> _Passage given_

+++

Narrative Check: Brexit, Trump, China Stimulus And An Update On Charlie’s CTA Model

Ok, it’s time for “narrative” check – as it were.

The market is demonstrating a propensity to generally ignore the Brexit boondoggle. I mean, sure, there are some folks trading it and if you’re an FX strategist, you can’t very well just sit on your hands and not churn out some largely useless decision tree that purportedly shows where sterling “should” trade based on the dizzying array of possible outcomes which at this juncture seem to range from “hostile coup” on one end to “call the whole thing off and stay in the EU” on the other. Clearly, trying to trade that is an exercise in abject futility – even tactically, given that the sheer number of embedded contingencies is almost impossible to fathom let alone make sense of.

Stateside, Trump is a mess. I haven’t even checked his Twitter feed as of 11:15 AM ET because what’s the point? Everyday it’s just him ranting about star-crossed FBI “lovers” conspiring with “leak monsters” and “lyin’ sleazes” to undermine his regime and/or him insisting that gangs of violent immigrants are plotting to “dismember” white school children. And when it’s not that, he’s tweeting about the “1,000 hamberders” he served to the Clemson Tigers. How anyone expects the government shutdown to be resolved amicably given his mind state is beyond me.

+++

[Dataset excerpt]

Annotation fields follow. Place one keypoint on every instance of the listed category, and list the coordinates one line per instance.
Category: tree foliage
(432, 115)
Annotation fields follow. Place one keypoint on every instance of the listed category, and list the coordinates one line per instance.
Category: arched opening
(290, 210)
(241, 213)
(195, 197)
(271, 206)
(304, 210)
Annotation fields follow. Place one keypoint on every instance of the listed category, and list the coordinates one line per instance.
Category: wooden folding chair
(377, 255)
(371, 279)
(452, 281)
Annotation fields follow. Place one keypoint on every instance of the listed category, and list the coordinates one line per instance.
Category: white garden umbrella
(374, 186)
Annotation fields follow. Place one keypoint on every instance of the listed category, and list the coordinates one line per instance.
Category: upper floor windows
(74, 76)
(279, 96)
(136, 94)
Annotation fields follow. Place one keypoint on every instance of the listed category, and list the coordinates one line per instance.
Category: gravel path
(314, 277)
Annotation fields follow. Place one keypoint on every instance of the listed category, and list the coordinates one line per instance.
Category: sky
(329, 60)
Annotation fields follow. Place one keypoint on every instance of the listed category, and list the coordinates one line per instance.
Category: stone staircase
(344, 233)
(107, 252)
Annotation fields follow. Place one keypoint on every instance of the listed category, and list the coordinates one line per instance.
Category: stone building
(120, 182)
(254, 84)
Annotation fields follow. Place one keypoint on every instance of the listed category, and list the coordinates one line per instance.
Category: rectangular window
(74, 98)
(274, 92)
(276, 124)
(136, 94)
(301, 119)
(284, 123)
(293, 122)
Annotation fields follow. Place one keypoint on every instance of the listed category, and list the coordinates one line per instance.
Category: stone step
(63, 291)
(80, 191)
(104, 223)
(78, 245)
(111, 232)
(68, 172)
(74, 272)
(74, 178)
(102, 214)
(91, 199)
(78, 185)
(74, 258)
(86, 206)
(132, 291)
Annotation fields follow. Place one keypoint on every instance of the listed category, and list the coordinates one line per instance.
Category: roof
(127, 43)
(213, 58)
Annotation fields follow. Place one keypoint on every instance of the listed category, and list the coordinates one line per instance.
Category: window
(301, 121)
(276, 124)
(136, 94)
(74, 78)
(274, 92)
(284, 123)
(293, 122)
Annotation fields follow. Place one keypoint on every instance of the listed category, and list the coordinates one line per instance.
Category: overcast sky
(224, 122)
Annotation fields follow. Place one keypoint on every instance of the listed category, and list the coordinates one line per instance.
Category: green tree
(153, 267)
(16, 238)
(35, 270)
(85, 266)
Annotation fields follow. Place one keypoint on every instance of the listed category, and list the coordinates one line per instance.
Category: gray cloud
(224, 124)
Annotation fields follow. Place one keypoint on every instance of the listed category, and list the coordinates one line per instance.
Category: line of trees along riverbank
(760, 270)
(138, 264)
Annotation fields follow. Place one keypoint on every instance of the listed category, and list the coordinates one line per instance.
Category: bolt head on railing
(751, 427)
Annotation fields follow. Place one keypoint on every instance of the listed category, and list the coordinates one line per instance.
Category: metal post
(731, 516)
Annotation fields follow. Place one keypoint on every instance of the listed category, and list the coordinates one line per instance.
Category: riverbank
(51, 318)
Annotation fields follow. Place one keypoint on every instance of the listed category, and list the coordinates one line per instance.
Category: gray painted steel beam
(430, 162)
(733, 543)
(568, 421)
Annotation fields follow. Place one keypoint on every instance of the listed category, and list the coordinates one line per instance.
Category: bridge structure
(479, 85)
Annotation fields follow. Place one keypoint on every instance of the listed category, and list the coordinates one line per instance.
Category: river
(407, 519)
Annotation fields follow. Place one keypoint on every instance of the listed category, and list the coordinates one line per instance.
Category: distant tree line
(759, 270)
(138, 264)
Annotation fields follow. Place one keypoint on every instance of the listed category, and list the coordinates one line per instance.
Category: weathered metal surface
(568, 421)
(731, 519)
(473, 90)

+++

> _Required tasks_
A - According to the market commentary, to whom did Trump serve the "1,000 hamberders"?
B - Reproduce the market commentary verbatim, starting at the words "The market is" and stopping after "make sense of.".
The material has no connection to the market commentary.

> _Answer list_
A - The Clemson Tigers.

B -
The market is demonstrating a propensity to generally ignore the Brexit boondoggle. I mean, sure, there are some folks trading it and if you’re an FX strategist, you can’t very well just sit on your hands and not churn out some largely useless decision tree that purportedly shows where sterling “should” trade based on the dizzying array of possible outcomes which at this juncture seem to range from “hostile coup” on one end to “call the whole thing off and stay in the EU” on the other. Clearly, trying to trade that is an exercise in abject futility – even tactically, given that the sheer number of embedded contingencies is almost impossible to fathom let alone make sense of.